(Extracted data entries)
------------------------------------------------------------------------

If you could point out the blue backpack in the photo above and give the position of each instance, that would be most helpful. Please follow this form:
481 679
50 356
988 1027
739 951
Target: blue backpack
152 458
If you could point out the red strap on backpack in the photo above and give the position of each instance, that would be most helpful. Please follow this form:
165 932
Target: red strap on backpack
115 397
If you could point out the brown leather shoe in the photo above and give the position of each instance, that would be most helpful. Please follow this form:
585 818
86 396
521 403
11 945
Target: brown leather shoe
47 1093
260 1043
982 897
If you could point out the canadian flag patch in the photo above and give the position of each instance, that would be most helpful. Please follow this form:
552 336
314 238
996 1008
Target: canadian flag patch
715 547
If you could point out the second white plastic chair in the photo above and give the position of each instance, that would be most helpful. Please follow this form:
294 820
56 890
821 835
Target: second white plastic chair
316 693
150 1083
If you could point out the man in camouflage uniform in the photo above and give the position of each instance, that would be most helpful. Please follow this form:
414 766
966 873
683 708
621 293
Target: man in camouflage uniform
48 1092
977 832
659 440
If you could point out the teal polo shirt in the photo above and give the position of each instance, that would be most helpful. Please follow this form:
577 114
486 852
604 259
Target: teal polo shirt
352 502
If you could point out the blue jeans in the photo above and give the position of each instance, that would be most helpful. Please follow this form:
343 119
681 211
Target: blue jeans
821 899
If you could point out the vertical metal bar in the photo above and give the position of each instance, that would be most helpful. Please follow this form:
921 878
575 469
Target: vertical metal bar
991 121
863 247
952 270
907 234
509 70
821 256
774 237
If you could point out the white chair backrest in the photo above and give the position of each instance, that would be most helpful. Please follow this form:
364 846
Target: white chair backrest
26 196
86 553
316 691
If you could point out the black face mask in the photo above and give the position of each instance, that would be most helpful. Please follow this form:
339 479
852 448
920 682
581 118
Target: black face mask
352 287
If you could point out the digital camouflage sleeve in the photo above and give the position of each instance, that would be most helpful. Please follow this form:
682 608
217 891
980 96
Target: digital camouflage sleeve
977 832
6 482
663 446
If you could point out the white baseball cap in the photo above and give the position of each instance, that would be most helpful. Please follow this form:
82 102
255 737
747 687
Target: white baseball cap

------------------------------------------------------------------------

What is expected.
Return from the data every line that holds "baseball".

Problem solution.
If you could point out the white baseball cap in the photo above and give the position of each instance, that would be most helpful. Please follow this form:
Target: white baseball cap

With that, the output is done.